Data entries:

━━━━━━━━━━━━━━━━━━━━━━━━━━━━━━

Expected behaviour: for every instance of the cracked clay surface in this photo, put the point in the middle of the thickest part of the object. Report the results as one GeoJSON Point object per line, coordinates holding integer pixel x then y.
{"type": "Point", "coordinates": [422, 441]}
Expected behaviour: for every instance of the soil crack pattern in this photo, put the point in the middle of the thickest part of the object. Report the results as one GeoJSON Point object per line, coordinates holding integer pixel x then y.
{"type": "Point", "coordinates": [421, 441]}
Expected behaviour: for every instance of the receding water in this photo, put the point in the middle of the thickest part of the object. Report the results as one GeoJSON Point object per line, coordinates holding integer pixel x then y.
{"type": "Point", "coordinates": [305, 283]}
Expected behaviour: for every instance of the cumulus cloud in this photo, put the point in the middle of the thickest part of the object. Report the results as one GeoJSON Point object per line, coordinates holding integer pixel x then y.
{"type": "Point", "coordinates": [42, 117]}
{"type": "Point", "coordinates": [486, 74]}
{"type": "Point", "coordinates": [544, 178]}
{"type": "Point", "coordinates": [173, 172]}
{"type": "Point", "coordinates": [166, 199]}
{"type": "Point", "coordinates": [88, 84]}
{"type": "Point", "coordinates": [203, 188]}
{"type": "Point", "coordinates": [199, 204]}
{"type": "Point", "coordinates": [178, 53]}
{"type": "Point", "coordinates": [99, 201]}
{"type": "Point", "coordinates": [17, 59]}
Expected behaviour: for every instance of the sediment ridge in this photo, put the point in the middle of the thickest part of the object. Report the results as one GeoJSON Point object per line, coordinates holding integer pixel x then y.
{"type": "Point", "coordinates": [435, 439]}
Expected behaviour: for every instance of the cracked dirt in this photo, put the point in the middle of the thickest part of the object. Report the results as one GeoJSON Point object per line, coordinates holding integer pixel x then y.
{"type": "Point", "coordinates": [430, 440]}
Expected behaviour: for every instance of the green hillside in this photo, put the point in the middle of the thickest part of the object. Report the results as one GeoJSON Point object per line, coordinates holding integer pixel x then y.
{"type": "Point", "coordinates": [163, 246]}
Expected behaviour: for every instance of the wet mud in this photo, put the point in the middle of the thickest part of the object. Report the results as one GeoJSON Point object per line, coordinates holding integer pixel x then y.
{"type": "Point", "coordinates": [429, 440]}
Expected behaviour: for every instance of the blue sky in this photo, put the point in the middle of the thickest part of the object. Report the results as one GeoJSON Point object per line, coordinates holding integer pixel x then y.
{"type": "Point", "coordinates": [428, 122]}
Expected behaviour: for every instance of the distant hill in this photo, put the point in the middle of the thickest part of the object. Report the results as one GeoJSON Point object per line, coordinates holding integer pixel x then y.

━━━━━━━━━━━━━━━━━━━━━━━━━━━━━━

Write the material out exactly, with nothing left out.

Expected behaviour: for every instance of the cracked clay surface in this photo, put the point in the middle of the thickest part of the object. Report the results as one GeoJSON Point object per line, coordinates holding integer pixel x then y.
{"type": "Point", "coordinates": [422, 441]}
Expected behaviour: for every instance of the soil crack pattern in this photo, put the point in the middle of the thickest part of the object. Report the results as one GeoJSON Point object per line, coordinates holding integer pixel x then y.
{"type": "Point", "coordinates": [421, 441]}
Expected behaviour: for every instance of the receding water in this photo, put the point in the middle of the thickest part of the object. Report the results as one GeoJSON Point object per line, coordinates holding integer pixel x then y.
{"type": "Point", "coordinates": [305, 283]}
Expected behaviour: for every instance of the cumulus cloud in this photo, put the point in the middle of the thickest part of the object. Report the results as one GeoJSON Point object per line, coordinates holding integer pixel x then y.
{"type": "Point", "coordinates": [42, 117]}
{"type": "Point", "coordinates": [486, 74]}
{"type": "Point", "coordinates": [544, 178]}
{"type": "Point", "coordinates": [173, 172]}
{"type": "Point", "coordinates": [166, 199]}
{"type": "Point", "coordinates": [88, 84]}
{"type": "Point", "coordinates": [203, 188]}
{"type": "Point", "coordinates": [199, 204]}
{"type": "Point", "coordinates": [178, 53]}
{"type": "Point", "coordinates": [99, 201]}
{"type": "Point", "coordinates": [17, 59]}
Expected behaviour: for every instance of the sediment ridge in this photo, put the point in the middle of the thickest part of the object. Report the results as one GeoJSON Point object per line, coordinates holding integer pixel x then y.
{"type": "Point", "coordinates": [435, 439]}
Expected behaviour: for every instance of the cracked dirt in this photo, put the point in the middle of the thickest part of the object. Report the results as one GeoJSON Point object per line, coordinates holding integer pixel x then y.
{"type": "Point", "coordinates": [430, 440]}
Expected behaviour: for every instance of the green hillside in this photo, put the point in the middle of the thickest part of the object. Report the results as one GeoJSON Point object per line, coordinates holding integer pixel x then y.
{"type": "Point", "coordinates": [163, 246]}
Expected behaviour: for every instance of the wet mud in this photo, put the point in the middle of the thickest part of the object. Report the results as one GeoJSON Point object per line, coordinates holding integer pixel x then y.
{"type": "Point", "coordinates": [429, 440]}
Expected behaviour: for every instance of the blue sky in this photo, put the point in the middle of the thickest part of the object. Report the results as one GeoJSON Point object per line, coordinates holding integer pixel x then y.
{"type": "Point", "coordinates": [428, 122]}
Expected behaviour: for every instance of the distant hill in this photo, put the point in the middle of the thickest part of the object. Report the results as one GeoJSON Point object per line, coordinates holding integer pixel x then y.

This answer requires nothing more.